(WORK ORDER) Whenever a line of the data below holds the string "sneaker", copy that line.

(DATA FOR THIS TASK)
┏━━
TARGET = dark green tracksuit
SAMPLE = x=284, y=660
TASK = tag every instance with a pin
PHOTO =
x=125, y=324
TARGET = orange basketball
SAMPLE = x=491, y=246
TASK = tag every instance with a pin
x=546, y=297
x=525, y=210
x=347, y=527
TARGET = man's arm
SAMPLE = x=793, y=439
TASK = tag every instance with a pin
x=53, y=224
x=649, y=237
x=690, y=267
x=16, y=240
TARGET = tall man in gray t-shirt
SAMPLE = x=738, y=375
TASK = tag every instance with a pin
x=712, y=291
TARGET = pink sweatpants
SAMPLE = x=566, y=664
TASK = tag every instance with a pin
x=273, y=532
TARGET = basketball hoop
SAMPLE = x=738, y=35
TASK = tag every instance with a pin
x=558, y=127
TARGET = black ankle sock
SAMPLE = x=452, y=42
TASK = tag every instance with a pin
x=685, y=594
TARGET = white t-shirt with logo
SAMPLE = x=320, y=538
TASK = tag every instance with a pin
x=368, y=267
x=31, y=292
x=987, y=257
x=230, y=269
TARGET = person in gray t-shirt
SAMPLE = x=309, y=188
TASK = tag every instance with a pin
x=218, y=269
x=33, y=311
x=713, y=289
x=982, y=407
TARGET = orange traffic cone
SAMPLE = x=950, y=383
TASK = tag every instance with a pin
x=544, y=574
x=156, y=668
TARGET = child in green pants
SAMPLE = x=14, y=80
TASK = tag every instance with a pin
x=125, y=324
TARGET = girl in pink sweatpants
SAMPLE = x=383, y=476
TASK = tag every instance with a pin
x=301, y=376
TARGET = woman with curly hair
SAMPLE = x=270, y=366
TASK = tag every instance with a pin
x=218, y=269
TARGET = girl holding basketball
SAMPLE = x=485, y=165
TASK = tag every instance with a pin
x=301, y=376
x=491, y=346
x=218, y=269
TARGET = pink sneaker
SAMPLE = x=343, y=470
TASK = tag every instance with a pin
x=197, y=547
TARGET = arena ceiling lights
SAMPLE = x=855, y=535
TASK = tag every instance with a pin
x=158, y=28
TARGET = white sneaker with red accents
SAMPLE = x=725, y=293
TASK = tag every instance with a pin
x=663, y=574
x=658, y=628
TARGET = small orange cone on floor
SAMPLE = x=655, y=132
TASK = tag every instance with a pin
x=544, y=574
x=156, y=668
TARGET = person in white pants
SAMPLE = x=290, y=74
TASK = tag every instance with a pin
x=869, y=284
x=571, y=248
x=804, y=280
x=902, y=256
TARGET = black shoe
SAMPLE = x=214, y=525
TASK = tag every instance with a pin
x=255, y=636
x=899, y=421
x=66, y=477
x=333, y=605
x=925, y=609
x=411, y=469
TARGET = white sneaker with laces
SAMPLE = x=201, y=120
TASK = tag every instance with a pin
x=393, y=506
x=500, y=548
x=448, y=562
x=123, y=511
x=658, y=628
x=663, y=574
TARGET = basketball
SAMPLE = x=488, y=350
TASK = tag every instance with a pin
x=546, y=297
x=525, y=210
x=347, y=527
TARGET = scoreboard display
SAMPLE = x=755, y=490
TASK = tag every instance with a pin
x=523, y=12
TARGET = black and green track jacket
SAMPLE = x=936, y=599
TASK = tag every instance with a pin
┗━━
(SOLUTION)
TARGET = pink sneaker
TARGET = white sneaker with red accents
TARGET = white sneaker with laces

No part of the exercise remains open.